• 抜粋本文:

ふたたびローレンツの比喩 〜炎上を考える

毎度毎度ローレンツを引き合いに出すのはなんだか読書量が少ないようで、おまけにまるでbluebeetleさんを召喚しようとしているようで(無理に呼び出しているわけではないのです…なんだか大変そうだし……済みません)恐縮なのだが、ここしばらく自分自身がささやかな「炎上」に晒される経験をしたり、他人のそれを見たりして思ったこと。
ローレンツは「攻撃」の中で繰り返し「動物の本能から来る攻撃衝動が、自分自身の本能を越えた攻撃能力(たとえば道具)と結びつく危険性」について語っている。彼はそれを「初めて石斧を握ったチンパンジー」という比喩で語る。チンパンジーの攻撃性とそれを抑圧する仕組みは彼らが生来持っている攻撃能力と二人三脚で進化してきた。従って、彼が初めて(偶然)石斧を手にして同族に攻撃衝動を向けた時、そこに悲劇的な現象が*1起きてしまう。同じ事は今日の戦争においても言える、とローレンツは語る。どうして家庭にあっては「良き父親」であり、素手で子供の首をひねったりまして引き裂いたり焼き殺したり決してできないであろう人が、何万人という子供を業火の中で死に至らしめるような爆弾を使用することができるのか、と。つまり彼らは「石斧を握ったチンパンジー」なのだ。それが今日人類が直面する危険である、とローレンツは語っている。
戦争という大きなレベルで、おそらくローレンツが言っていることは大筋正しいのだろうと私は思う。そしてまたその話をぐっと卑小にすることになりはするが、昨今の非理性的な「炎上」現象にであったときにその比喩を思い出したりするのだ。特にまともな理由もないのに炎上させて祭りだ祭りだと騒いで(楽しんで?)いる人々は、石斧を振るって自分の行為に脅威と戦きを感じているチンパンジーの様だ。彼らにとってたとえば2chのような匿名掲示板は、あきらかに危険な石斧だ。

• 提供データ:
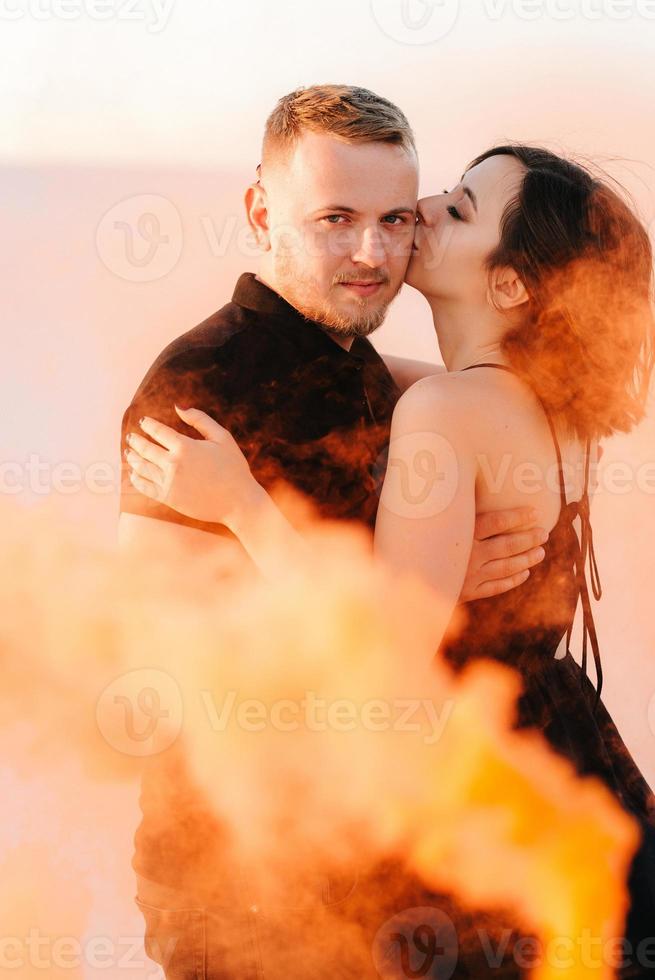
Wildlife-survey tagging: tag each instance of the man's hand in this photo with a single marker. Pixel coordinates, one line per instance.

• 練習問題:
a - 抜粋本文から、「ローレンツは「攻撃」の中で繰」から「る危険である、とローレンツは語っている。」までの部分をそのまま抜き出しなさい。
b - 抜粋本文によると、ローレンツは本能から来る攻撃衝動と道具のような攻撃能力が結びつく危険性を、どのような比喩で語っているか。

• 解答:
a -
ローレンツは「攻撃」の中で繰り返し「動物の本能から来る攻撃衝動が、自分自身の本能を越えた攻撃能力(たとえば道具)と結びつく危険性」について語っている。彼はそれを「初めて石斧を握ったチンパンジー」という比喩で語る。チンパンジーの攻撃性とそれを抑圧する仕組みは彼らが生来持っている攻撃能力と二人三脚で進化してきた。従って、彼が初めて(偶然)石斧を手にして同族に攻撃衝動を向けた時、そこに悲劇的な現象が*1起きてしまう。同じ事は今日の戦争においても言える、とローレンツは語る。どうして家庭にあっては「良き父親」であり、素手で子供の首をひねったりまして引き裂いたり焼き殺したり決してできないであろう人が、何万人という子供を業火の中で死に至らしめるような爆弾を使用することができるのか、と。つまり彼らは「石斧を握ったチンパンジー」なのだ。それが今日人類が直面する危険である、とローレンツは語っている。

b - 「初めて石斧を握ったチンパンジー」という比喩で語っている。